* [ESTRATTO FORNITO]
-=-=-

Dopo questa testimonianza di fede che nasce dalla visione della tomba vuota e del come le cose erano in essa predisposte, i discepoli se ne tornano a casa. A loro il sepolcro non serve più. Il sepolcro aveva loro parlato, li aveva rinviati alla Scrittura, la Scrittura aveva loro manifestato la risurrezione di Gesù. Se Gesù è risorto egli non è certamente nei paraggi del sepolcro, se ne possono andare e difatti se ne vanno.

Anche questo è insegnamento per noi. Una volta che si è entrati nella verità della fede, quanto ci ha aiutato a penetrare nel mistero non ci serve più, può essere abbandonato, perché ha finito la sua missione.

Questa regola non è per tutti uguale; ci sono alcuni che vivono un altro modo di rapportarsi alla verità storica, per intenderci al sepolcro vuoto, ed anche questa differente modalità di approccio è necessaria che noi rispettiamo. Il mistero di un’anima è sempre difficile da penetrare ed il Vangelo ci insegna che veramente è così. Se il Vangelo rispetta le vie di ognuno per entrare nel mistero di Gesù, anche noi dobbiamo imparare a rispettarle e mai deve accadere che la misura della fede di uno deve divenire misura per la fede di un altro.

L'apparizione a Maria di Màgdala.

Maria invece stava all'esterno vicino al sepolcro e piangeva. Mentre piangeva, si chinò verso il sepolcro e vide due angeli in bianche vesti, seduti l'uno dalla parte del capo e l’altro dei piedi, dove era stato posto il corpo di Gesù.

Maria di Magdala non lascia il sepolcro. Se ne sta all’esterno, nei suoi pressi, e piange. Anche se era fuori, il suo cuore era però dentro, e mentre piangeva si chinò verso il sepolcro e vide che vi erano due angeli in bianche vesti, l’uno seduto dalla parte del capo e l’altro dalla parte dei piedi, dove era stato posto il corpo di Gesù.

Il sepolcro era vuoto quando sono entrati i due Apostoli, Pietro e l’altro discepolo, loro se ne erano andati, quindi il sepolcro sarebbe dovuto essere ancora vuoto, poiché nel frattempo nessun altro era venuto. Invece ella vede nel sepolcro due angeli.

La narrazione è così semplice, così lineare, che la presenza di due creature angeliche nel sepolcro non desta nessun stupore né in Maria di Magdala, né nel narratore di quegli eventi. È da supporre che l’esistenza degli angeli e la loro presenza nei fatti principali della storia della salvezza è così consueta che nessuno si stupisce. Anzi ci si stupirebbe se gli angeli non ci fossero, essendo la loro presenza un fatto abituale negli eventi salvifici di maggiore rilevanza.

Questo sta a significare come per la Scrittura l’esistenza degli angeli è così evidente, che si parla di loro come di un evento normale, usuale, di un fatto che non solo avviene, ma avviene come se esso stesso facesse parte della storia e del mistero. Maria infatti non si meraviglia della loro presenza nel sepolcro, né tanto meno si turba. Anzi entra in dialogo con loro. Sono loro che entrano in dialogo con lei.

-=-=-

* [DETTAGLI DELL'ESERCIZIO] Stampa parola per parola il passo dell'estratto sul sepolcro vuoto che comincia con «Dopo questa testimonianza» e termina con «la sua missione.».

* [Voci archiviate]

-=-=-

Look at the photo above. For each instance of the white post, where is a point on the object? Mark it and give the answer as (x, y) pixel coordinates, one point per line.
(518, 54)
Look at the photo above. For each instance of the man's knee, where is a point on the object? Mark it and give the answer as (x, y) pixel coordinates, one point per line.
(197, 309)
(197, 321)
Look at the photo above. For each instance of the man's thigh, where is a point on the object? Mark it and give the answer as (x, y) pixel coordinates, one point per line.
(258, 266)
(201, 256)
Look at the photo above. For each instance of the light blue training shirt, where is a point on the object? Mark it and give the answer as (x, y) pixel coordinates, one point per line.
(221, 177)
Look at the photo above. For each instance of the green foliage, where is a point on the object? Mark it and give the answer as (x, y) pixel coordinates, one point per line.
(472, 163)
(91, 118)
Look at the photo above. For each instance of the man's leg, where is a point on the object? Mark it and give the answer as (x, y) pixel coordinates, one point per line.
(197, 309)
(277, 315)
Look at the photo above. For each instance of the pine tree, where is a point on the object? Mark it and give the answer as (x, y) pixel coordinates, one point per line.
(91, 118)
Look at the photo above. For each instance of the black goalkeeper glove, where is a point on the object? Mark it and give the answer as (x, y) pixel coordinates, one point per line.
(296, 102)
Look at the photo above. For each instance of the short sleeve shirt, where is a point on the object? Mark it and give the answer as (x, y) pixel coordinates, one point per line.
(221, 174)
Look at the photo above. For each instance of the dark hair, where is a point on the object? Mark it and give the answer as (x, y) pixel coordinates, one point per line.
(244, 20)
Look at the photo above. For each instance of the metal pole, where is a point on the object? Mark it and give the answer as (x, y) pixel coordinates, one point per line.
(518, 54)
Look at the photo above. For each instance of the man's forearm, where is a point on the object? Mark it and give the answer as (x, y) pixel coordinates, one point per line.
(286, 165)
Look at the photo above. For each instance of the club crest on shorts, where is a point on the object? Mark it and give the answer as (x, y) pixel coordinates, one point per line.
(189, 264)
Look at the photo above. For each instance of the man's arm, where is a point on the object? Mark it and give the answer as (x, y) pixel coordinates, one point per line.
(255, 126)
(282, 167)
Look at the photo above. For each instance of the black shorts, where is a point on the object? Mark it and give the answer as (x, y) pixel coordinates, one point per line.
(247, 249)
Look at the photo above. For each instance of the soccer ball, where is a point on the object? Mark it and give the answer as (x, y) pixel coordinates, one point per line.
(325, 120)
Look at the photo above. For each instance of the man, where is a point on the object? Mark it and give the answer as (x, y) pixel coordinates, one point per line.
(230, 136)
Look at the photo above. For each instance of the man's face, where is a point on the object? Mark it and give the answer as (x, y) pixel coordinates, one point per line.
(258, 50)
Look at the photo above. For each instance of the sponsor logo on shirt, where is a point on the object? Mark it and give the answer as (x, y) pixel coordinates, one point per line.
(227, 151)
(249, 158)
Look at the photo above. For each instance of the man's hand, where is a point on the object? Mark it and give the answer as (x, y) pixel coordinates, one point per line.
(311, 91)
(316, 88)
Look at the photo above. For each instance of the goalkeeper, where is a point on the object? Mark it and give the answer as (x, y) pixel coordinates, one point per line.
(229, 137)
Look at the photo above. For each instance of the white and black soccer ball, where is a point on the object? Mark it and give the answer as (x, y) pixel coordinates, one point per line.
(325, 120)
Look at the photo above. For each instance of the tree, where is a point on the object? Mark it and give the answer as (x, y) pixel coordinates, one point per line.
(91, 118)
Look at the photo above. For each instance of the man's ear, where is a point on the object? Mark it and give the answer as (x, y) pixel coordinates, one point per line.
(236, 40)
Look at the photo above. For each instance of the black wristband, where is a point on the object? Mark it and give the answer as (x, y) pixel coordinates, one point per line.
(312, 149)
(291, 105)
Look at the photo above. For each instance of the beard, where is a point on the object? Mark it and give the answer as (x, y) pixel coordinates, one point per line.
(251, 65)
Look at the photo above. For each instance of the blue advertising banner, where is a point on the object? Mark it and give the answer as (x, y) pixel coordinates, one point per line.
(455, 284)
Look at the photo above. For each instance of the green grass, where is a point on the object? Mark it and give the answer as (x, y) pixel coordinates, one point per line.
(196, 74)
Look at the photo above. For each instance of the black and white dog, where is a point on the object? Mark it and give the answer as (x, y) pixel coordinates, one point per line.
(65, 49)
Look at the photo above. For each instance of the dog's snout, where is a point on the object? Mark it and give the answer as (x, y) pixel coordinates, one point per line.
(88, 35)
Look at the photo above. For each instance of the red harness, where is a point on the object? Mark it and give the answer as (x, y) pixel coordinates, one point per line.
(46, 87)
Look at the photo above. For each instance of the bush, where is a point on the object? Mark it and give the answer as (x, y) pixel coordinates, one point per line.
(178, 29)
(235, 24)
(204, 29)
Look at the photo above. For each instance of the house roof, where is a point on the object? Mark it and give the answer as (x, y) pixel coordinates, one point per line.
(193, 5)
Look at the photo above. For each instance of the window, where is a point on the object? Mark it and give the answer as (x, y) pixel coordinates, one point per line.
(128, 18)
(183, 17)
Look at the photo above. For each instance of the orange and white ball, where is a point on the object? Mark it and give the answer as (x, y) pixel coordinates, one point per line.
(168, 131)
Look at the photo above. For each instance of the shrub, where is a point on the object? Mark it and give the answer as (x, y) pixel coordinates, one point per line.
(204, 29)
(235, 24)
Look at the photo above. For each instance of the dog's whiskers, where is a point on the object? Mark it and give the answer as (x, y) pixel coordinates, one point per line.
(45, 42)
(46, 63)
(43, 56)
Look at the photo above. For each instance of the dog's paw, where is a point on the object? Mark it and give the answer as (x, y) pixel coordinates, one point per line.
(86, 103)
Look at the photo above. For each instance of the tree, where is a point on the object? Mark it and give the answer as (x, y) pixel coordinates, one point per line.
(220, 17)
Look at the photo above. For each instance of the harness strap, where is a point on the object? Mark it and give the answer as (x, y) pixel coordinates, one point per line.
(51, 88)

-=-=-

* [ESERCIZIO SVOLTO]
Dopo questa testimonianza di fede che nasce dalla visione della tomba vuota e del come le cose erano in essa predisposte, i discepoli se ne tornano a casa. A loro il sepolcro non serve più. Il sepolcro aveva loro parlato, li aveva rinviati alla Scrittura, la Scrittura aveva loro manifestato la risurrezione di Gesù. Se Gesù è risorto egli non è certamente nei paraggi del sepolcro, se ne possono andare e difatti se ne vanno.

Anche questo è insegnamento per noi. Una volta che si è entrati nella verità della fede, quanto ci ha aiutato a penetrare nel mistero non ci serve più, può essere abbandonato, perché ha finito la sua missione.